PAGE:
%%

# White gold



## banjags (Feb 29, 2008)

I couldn't locate any posts regarding white gold. Can the "white" be refined out of the gold, weather it be by inquartation or separated cell?

What do you other jewellery refiners do with white gold?


----------



## Harold_V (Feb 29, 2008)

White gold is typically alloyed with nickel. It is one of the rare gold alloys that can be processed without inquartation (it contains no silver), although to recover gold of better quality, I inquarted it. The whole idea is to eliminate the base metals before dissolving the values, which avoids the garbage in garbage out credo. By dissolving directly with AR that isn't possible. 

On rare occasion you encounter white gold that is alloyed with palladium instead of nickel. The cost of palladium makes that a bit unusual, although I encountered it on at least one occasion, a custom made tennis bracelet. 

Harold


----------



## banjags (Feb 29, 2008)

Very interesting Harold.

If a person was buying scrap white gold would you pay the same per gram as yellow gold?

would a separate cell work on white gold like it does with yellow?


----------



## Harold_V (Mar 1, 2008)

banjags said:


> If a person was buying scrap white gold would you pay the same per gram as yellow gold?


Yes, assuming they are alloyed properly. In any case, regardless of the color of the alloy, it should contain the exact same ratio of gold, which is alloyed by weight. Said another way, 14K yellow or white should contain the same percentage as rose, blue, green or violet gold (58.3%). 

The requirements for alloys have been narrowed, although not recently. There was a time when an object marked 14K could border on 13K and be legal. It had a ± ½K tolerance for alloy error, and an additional ± ½K tolerance if it was a soldered object. That is no longer true, but don't short change the chance that dishonest benchmen underkarat. It is and has been an ongoing problem as long as I recall. One of my customers, in a weak moment, bragged to me that he routinely underkarated. Some people are morons and proud of it, it appears.

%%

SUPPLIED DATA:
%%

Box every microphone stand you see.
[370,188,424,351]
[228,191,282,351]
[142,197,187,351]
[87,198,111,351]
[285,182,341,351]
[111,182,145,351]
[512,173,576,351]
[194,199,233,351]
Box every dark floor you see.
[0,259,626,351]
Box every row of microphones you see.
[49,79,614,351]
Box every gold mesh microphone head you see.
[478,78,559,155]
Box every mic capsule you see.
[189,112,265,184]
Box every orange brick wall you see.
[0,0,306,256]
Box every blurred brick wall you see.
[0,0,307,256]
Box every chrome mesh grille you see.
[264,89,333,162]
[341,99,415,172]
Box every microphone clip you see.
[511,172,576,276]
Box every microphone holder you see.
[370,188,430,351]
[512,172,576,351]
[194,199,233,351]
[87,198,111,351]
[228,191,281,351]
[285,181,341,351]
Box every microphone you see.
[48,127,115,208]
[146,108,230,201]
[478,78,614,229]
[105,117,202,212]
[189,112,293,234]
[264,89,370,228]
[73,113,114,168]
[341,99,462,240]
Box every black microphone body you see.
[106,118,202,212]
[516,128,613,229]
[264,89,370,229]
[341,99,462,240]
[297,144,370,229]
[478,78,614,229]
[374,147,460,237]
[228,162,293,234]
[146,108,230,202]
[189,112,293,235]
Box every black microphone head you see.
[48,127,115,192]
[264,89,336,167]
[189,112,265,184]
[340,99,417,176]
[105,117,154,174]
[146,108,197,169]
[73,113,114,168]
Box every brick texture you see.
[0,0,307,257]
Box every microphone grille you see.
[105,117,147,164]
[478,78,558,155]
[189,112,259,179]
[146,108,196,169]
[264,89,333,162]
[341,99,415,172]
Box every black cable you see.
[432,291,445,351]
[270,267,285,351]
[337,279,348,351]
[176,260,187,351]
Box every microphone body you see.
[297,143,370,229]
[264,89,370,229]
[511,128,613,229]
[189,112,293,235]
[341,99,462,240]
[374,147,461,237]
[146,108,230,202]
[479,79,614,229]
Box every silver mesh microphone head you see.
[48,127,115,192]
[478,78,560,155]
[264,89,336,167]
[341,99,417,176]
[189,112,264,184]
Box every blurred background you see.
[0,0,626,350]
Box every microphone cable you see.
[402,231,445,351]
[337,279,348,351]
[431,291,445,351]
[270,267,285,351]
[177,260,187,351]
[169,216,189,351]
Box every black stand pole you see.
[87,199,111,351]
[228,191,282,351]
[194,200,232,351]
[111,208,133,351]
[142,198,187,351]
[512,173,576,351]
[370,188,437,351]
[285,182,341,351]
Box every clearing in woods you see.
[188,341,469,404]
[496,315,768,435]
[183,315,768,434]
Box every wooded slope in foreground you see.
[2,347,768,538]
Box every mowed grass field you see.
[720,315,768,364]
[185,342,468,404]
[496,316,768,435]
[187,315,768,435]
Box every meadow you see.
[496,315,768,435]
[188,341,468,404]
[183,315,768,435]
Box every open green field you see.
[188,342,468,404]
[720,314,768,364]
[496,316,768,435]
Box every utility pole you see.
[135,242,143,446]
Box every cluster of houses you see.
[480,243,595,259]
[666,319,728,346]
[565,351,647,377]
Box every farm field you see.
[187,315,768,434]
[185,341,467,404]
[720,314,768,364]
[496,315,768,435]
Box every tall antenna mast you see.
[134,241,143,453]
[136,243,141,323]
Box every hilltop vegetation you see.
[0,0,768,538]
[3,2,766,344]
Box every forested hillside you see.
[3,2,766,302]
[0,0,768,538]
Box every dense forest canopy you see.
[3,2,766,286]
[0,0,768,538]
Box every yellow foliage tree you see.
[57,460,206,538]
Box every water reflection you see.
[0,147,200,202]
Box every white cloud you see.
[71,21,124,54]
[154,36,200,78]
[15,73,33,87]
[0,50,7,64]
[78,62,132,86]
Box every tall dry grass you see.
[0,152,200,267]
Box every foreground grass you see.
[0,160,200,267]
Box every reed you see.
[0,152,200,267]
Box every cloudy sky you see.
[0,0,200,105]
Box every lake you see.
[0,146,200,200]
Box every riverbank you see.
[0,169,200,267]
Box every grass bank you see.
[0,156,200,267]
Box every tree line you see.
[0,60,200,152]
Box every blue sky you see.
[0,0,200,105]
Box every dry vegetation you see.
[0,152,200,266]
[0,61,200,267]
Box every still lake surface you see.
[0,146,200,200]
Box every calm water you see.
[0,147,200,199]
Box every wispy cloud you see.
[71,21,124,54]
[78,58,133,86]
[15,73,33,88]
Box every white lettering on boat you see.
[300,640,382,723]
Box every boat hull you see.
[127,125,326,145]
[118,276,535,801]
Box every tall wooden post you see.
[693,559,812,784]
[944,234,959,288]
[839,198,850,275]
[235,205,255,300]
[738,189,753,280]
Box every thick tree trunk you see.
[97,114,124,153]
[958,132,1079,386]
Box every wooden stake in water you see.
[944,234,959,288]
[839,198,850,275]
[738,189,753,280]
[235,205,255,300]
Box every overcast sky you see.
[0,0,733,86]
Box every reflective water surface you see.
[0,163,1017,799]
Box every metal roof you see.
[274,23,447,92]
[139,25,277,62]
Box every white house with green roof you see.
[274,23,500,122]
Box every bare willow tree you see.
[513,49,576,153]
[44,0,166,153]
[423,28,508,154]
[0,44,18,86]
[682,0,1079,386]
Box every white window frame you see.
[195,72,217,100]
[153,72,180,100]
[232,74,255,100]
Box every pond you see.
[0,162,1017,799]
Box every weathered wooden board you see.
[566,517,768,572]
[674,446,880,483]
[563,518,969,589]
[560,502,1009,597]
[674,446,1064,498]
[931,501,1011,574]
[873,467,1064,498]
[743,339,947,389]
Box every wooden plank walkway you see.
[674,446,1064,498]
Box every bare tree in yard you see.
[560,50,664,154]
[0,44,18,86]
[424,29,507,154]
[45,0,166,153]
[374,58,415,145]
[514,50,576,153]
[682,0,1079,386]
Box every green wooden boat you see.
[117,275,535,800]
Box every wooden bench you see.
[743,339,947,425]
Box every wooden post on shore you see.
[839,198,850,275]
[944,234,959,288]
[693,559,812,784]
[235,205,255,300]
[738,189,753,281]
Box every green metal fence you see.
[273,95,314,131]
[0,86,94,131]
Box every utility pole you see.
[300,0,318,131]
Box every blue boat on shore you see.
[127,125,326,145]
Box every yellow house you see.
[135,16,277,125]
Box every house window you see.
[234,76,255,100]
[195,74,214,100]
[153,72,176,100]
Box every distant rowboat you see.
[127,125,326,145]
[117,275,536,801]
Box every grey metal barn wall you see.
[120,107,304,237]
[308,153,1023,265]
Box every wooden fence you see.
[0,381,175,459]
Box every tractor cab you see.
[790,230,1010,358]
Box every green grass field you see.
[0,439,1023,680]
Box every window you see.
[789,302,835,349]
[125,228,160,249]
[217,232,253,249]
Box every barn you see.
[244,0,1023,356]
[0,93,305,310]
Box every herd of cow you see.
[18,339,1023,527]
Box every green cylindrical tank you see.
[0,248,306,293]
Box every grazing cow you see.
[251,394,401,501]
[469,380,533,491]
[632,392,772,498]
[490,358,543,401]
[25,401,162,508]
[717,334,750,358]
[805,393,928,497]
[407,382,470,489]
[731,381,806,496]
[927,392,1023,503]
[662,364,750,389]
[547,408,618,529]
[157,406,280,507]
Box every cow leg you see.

%%

PROMPT 1: Could you render the entries from the line containing "Box every reed you see." through the line containing "[958,132,1079,386]", both ends included, as a two-column CSV with columns named instruction and boxes? Each request should get one row, with its text and its answer each in a single quoted field and line breaks replaced by spaces.
PROMPT 2: Can you carry the white gold thread forward from the point where it stops?

OUTPUT 1:
instruction,boxes
"Box every reed you see.","[0,152,200,267]"
"Box every cloudy sky you see.","[0,0,200,105]"
"Box every lake you see.","[0,146,200,200]"
"Box every riverbank you see.","[0,169,200,267]"
"Box every grass bank you see.","[0,156,200,267]"
"Box every tree line you see.","[0,60,200,152]"
"Box every blue sky you see.","[0,0,200,105]"
"Box every dry vegetation you see.","[0,152,200,266] [0,61,200,267]"
"Box every still lake surface you see.","[0,146,200,200]"
"Box every calm water you see.","[0,147,200,199]"
"Box every wispy cloud you see.","[71,21,124,54] [78,58,133,86] [15,73,33,88]"
"Box every white lettering on boat you see.","[300,640,382,723]"
"Box every boat hull you see.","[127,125,326,145] [118,276,535,801]"
"Box every tall wooden post you see.","[693,559,812,784] [944,234,959,288] [839,198,850,275] [235,205,255,300] [738,189,753,280]"
"Box every thick tree trunk you see.","[97,114,124,153] [958,132,1079,386]"

OUTPUT 2:
Regards the tolerance on gold objects. Keep in mind that when gold is substituted by base metals, lowering the karat fineness, the replacement elements are far lighter in weight. The near 4% substitution (previous to the change in marking standards) equated to a gold object that contained 10% less gold than it would had it been alloyed properly. That was profit that would end up directly in the pockets of the makers. The lighter elements were of greater volume, so they stretched the gold by more than the percentage of shrinkage by weight. 

The class ring industry used to consume roughly a ton of gold annually. For a moment, think of the value of a ton of gold, then adjust your profits higher by 10%. The industry had a huge incentive to cheat, and they did, legally. I ran class rings by the pound, and found they ran just above 9K, which was perfectly legal. 

Harold



> would a separate cell work on white gold like it does with yellow?


Sorry----all of my experience revolves around acid processing, so I am unable to answer that. I don't have a clue. I would assume that white gold would respond if yellow does, but I hesitate to say with certainty. 

Talk about inquartation, nitric acid and AR and I'm up to speed. I didn't do much experiementing, for my objective was to refine gold by a reliable and well known process-----and I would be happy. I'd have to look at things totally differently today if I was involved----much of what I used to buy without trouble borders on the impossible to obtain, and costs an arm and leg if you can find it. It's one of the reasons I sold out when I did. Cost and problems were rising faster than they could be addressed. I made the right decision from all appearances. 

Harold


----------



## markqf1 (Mar 1, 2008)

Harold,
I've been studying about inquarting gold with rhodium, so that the gold would capture the rhodium. I have also read this is true for nickel. I believe I have also read that on very rare occasions, gold has been alloyed with rhodium to make jewelery as well.
Now I'm a little confused.
Not to sound stupid here(probably to late for that), but , as it pertains to gold and rhodium, just what is the difference between inquarting and alloying?

Mark


----------



## goldsilverpro (Mar 1, 2008)

What is your source. Why are you people so obsessed with rhodium? There is only 25 tons mined per year. A miniscule amount. Focus on something that would make you some money. Silver!!!!!


----------



## Harold_V (Mar 1, 2008)

markqf1 said:


> Harold,
> I've been studying about inquarting gold with rhodium, so that the gold would capture the rhodium. I have also read this is true for nickel. I believe I have also read that on very rare occasions, gold has been alloyed with rhodium to make jewelery as well.
> Now I'm a little confused.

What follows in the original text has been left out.